YOUR TASK ->
Each entry should be quoted word for word, including every mark of punctuation.

Pointing records:
#####
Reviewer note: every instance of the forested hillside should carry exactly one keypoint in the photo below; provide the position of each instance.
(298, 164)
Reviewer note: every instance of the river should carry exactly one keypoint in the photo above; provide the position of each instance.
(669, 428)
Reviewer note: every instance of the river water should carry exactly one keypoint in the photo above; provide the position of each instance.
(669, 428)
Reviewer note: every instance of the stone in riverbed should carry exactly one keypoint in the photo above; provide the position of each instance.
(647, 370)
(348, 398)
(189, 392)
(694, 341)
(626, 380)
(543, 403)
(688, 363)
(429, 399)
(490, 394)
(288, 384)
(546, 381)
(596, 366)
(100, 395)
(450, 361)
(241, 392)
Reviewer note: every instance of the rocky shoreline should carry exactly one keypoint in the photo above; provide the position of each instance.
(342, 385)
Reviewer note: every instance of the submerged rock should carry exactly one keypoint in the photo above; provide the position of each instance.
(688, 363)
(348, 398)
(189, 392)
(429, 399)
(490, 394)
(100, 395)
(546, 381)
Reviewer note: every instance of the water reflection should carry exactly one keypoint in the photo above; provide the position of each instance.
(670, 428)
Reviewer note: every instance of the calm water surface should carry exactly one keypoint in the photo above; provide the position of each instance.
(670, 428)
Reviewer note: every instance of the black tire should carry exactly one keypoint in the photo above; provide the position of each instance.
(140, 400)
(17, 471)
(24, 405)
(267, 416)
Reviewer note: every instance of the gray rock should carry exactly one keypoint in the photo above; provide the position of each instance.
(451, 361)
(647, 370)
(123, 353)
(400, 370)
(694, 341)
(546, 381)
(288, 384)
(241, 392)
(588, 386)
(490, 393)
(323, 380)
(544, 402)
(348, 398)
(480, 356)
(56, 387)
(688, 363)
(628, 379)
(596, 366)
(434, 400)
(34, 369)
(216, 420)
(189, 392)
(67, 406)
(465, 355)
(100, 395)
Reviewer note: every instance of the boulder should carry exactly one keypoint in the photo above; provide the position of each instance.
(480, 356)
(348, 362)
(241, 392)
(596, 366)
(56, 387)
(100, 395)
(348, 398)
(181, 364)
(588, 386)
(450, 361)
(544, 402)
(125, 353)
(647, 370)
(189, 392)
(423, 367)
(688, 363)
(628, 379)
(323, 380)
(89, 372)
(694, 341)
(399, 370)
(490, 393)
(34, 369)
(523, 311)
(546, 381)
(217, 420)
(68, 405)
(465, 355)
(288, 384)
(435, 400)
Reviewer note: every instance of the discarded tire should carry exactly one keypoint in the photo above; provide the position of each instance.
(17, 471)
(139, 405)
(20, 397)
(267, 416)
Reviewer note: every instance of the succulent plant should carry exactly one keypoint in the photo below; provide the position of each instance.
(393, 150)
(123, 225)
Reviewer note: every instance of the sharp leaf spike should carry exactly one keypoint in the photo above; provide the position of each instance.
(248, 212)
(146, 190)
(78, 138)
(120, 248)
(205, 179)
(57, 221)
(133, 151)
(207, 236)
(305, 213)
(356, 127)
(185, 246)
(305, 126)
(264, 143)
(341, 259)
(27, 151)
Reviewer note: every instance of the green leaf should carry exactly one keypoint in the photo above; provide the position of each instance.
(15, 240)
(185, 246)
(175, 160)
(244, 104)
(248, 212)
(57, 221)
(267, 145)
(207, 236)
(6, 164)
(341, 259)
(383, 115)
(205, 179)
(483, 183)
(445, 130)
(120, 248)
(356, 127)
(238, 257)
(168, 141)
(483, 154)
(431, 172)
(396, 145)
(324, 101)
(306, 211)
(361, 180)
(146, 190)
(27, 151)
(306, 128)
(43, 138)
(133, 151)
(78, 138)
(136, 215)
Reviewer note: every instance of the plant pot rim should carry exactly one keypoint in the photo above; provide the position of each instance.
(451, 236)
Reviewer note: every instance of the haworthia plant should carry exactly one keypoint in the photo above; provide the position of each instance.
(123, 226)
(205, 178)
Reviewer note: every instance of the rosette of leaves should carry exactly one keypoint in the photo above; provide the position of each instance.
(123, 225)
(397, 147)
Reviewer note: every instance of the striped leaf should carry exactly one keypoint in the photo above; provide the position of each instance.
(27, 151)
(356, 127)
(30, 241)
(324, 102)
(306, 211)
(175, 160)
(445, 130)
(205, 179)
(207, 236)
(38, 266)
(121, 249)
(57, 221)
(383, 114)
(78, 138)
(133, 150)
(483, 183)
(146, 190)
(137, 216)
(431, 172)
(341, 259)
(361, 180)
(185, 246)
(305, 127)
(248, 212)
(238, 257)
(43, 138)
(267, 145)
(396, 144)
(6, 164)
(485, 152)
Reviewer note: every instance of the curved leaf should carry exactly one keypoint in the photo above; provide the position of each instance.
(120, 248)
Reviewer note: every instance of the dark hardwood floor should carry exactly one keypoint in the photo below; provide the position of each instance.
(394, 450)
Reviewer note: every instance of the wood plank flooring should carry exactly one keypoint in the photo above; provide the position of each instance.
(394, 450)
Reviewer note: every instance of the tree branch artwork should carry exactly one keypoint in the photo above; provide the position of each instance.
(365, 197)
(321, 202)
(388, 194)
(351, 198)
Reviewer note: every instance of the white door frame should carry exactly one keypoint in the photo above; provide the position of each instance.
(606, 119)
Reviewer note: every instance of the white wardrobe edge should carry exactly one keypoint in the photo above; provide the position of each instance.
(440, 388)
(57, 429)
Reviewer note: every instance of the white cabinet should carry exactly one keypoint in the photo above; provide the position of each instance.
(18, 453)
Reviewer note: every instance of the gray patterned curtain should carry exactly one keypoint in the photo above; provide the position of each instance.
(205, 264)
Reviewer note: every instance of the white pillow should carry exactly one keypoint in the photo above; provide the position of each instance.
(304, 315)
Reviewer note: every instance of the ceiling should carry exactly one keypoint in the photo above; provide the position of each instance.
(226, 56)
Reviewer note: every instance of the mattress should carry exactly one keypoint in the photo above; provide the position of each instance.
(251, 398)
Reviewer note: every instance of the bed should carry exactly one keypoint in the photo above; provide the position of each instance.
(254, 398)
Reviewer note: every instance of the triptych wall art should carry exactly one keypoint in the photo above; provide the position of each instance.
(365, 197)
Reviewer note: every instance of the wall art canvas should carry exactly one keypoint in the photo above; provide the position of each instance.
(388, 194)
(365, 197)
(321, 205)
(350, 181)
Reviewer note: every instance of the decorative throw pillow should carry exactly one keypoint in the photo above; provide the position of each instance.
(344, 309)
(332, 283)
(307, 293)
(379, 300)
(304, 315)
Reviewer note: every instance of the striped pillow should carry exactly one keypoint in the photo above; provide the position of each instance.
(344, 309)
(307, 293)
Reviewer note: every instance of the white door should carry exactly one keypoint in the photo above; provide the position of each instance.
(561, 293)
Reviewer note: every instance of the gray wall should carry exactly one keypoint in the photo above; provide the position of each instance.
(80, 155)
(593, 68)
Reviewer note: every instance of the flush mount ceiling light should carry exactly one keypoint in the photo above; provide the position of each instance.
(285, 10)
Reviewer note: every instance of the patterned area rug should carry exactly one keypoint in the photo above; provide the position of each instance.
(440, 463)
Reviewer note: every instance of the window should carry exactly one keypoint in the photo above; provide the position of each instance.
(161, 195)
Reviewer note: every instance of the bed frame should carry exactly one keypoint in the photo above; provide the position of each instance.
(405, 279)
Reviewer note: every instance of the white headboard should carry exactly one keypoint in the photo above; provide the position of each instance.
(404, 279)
#####
FULL RESPONSE ->
Reviewer note: every instance of the forested hillside should carry exactly one keypoint in the photo below; provide the position of each instance.
(298, 164)
Reviewer note: every instance of the river should carry exactly one keypoint in the photo above; provide the position of each instance.
(669, 428)
Reviewer note: every instance of the river water should carry exactly one keypoint in the photo above; provide the position of each instance.
(669, 428)
Reviewer note: every instance of the stone in riverbed should carry exactly one keypoint in the photo above; provide the position of each instance.
(647, 370)
(348, 398)
(189, 392)
(694, 341)
(626, 380)
(543, 403)
(688, 363)
(429, 399)
(490, 394)
(288, 384)
(546, 381)
(596, 366)
(100, 395)
(450, 361)
(241, 392)
Reviewer note: every instance of the rocky shoreline should carry exactly one keypoint in the photo above; provide the position of each instance.
(342, 385)
Reviewer note: every instance of the submerged rock should carry exactly one keypoint in the photo above; provide the position of each instance.
(688, 363)
(348, 398)
(189, 392)
(429, 399)
(490, 394)
(100, 395)
(546, 381)
Reviewer note: every instance of the water reflection should carry exactly one keypoint in the photo above; provide the position of each instance.
(670, 428)
Reviewer note: every instance of the calm water surface should carry exactly one keypoint in the photo above; provide the position of each instance.
(670, 428)
Reviewer note: every instance of the black tire should carry exactly one keypoint in the photo above; provide the position of each instance.
(140, 400)
(17, 471)
(24, 405)
(267, 416)
Reviewer note: every instance of the gray rock should carry exactly one keypoint in the photo above; provide the position of each instance.
(451, 361)
(647, 370)
(123, 353)
(400, 370)
(694, 341)
(546, 381)
(288, 384)
(241, 392)
(588, 386)
(490, 393)
(323, 380)
(544, 402)
(348, 398)
(480, 356)
(56, 387)
(688, 363)
(628, 379)
(596, 366)
(434, 400)
(34, 369)
(216, 420)
(189, 392)
(67, 406)
(465, 355)
(100, 395)
Reviewer note: every instance of the boulder should carry exactly one keypoint in the photo above; provide the position of each instance.
(480, 356)
(348, 362)
(241, 392)
(596, 366)
(56, 387)
(100, 395)
(348, 398)
(181, 364)
(588, 386)
(450, 361)
(544, 402)
(125, 353)
(647, 370)
(189, 392)
(423, 367)
(688, 363)
(628, 379)
(323, 380)
(89, 372)
(694, 341)
(399, 370)
(490, 393)
(34, 369)
(523, 311)
(546, 381)
(217, 420)
(68, 405)
(465, 355)
(288, 384)
(435, 400)
Reviewer note: every instance of the discarded tire should carry exactly one keypoint in the photo above; provide the position of each instance.
(17, 471)
(139, 405)
(20, 397)
(267, 416)
Reviewer note: every instance of the succulent plant should carry exactly one keypoint in the photo below; provide the position of each instance.
(393, 150)
(123, 225)
Reviewer note: every instance of the sharp leaf spike should carry exactly one keypoint in the photo above; provide the position of each instance.
(248, 212)
(146, 190)
(78, 138)
(120, 248)
(205, 179)
(57, 221)
(133, 151)
(207, 236)
(305, 213)
(356, 127)
(185, 246)
(305, 126)
(264, 143)
(341, 259)
(27, 151)
Reviewer note: every instance of the green leaf should carry exactly one keypoint in the photo above; provide the position of each instance.
(15, 240)
(185, 246)
(175, 160)
(244, 104)
(248, 212)
(57, 221)
(267, 145)
(207, 236)
(6, 164)
(341, 259)
(383, 115)
(205, 179)
(483, 183)
(445, 130)
(120, 248)
(356, 127)
(238, 257)
(168, 141)
(483, 154)
(431, 172)
(396, 145)
(324, 101)
(306, 211)
(361, 180)
(146, 190)
(27, 151)
(306, 128)
(43, 138)
(133, 151)
(78, 138)
(136, 215)
Reviewer note: every instance of the plant pot rim should carry exactly one keypoint in the photo above; provide the position of each instance.
(451, 236)
Reviewer note: every instance of the haworthia plant should carry exactly one keypoint in the photo above; provide the position of each instance.
(123, 226)
(205, 178)
Reviewer note: every instance of the rosette of leaves should carry exactly one keypoint in the photo above; provide the position of each instance.
(123, 225)
(397, 147)
Reviewer note: every instance of the striped leaf should carry exactly one keypoint in the photo above; provide the position of each instance.
(27, 151)
(356, 127)
(30, 241)
(324, 102)
(306, 211)
(175, 160)
(445, 130)
(205, 179)
(207, 236)
(38, 266)
(121, 249)
(57, 221)
(383, 114)
(78, 138)
(133, 150)
(483, 183)
(146, 190)
(137, 216)
(431, 172)
(341, 259)
(361, 180)
(185, 246)
(305, 127)
(248, 212)
(238, 257)
(43, 138)
(267, 145)
(396, 144)
(6, 164)
(485, 152)
Reviewer note: every instance of the curved leaf should carry exactly one keypoint in the photo above; provide the position of each instance.
(120, 248)
Reviewer note: every instance of the dark hardwood floor should carry exactly one keypoint in the photo below; provide the position of each instance.
(394, 450)
Reviewer note: every instance of the wood plank flooring should carry exactly one keypoint in the photo above; provide the position of each instance.
(394, 450)
Reviewer note: every instance of the tree branch artwork should carry exactly one keypoint in the photo above; provide the position of each instance.
(365, 197)
(321, 202)
(388, 194)
(351, 198)
Reviewer note: every instance of the white door frame should carry exactly one keypoint in the photo above; provide the position of each instance.
(606, 119)
Reviewer note: every instance of the white wardrobe edge should carry exactly one keypoint in the photo above; provide the position of each instance.
(440, 388)
(57, 429)
Reviewer note: every instance of the white cabinet should carry exactly one keypoint in the photo above; provide the position of each instance.
(18, 453)
Reviewer note: every instance of the gray patterned curtain should carry exactly one keypoint in the photo above; provide the position of each instance.
(205, 264)
Reviewer note: every instance of the white pillow should carry exactly one keypoint in the photo above; provide the position of each instance.
(304, 315)
Reviewer note: every instance of the ceiling should carry exactly one keypoint in the photo above; provide the position of each instance.
(226, 56)
Reviewer note: every instance of the mattress should carry exactly one keypoint in the photo above; provide the position of each instance.
(251, 398)
Reviewer note: every instance of the bed should carry exactly one keypoint in the photo above; provide the position of each instance.
(254, 398)
Reviewer note: every instance of the triptych wall art should carry exactly one keypoint in the photo above; provide the position of each instance.
(365, 197)
Reviewer note: every instance of the wall art canvas should carry exactly one keypoint in the photo above; provide the position of each instance.
(388, 194)
(365, 197)
(321, 205)
(350, 181)
Reviewer note: every instance of the decorative throw pillow should carry exactly one keypoint in the photo above; provide the position of each instance.
(344, 309)
(332, 283)
(307, 293)
(379, 300)
(304, 315)
Reviewer note: every instance of the striped pillow should carry exactly one keypoint in the photo above; provide the position of each instance.
(344, 309)
(307, 293)
Reviewer note: every instance of the white door should carry exactly one keypoint in the photo above; provide the position of each instance.
(561, 293)
Reviewer note: every instance of the gray wall should carry exactly one keypoint in the photo above; provide the position of each instance.
(80, 155)
(593, 68)
Reviewer note: every instance of the flush mount ceiling light should carry exactly one keypoint in the photo above; provide the position of each instance.
(285, 10)
Reviewer note: every instance of the patterned area rug should carry exactly one keypoint in the photo above; provide the position of each instance.
(440, 463)
Reviewer note: every instance of the window should carry exactly one keypoint in the photo above; provide the position of each instance.
(161, 195)
Reviewer note: every instance of the bed frame should carry exactly one keypoint in the photo above; provide the position of each instance.
(405, 279)
Reviewer note: every instance of the white headboard should carry exactly one keypoint in the photo above; provide the position of each instance.
(404, 279)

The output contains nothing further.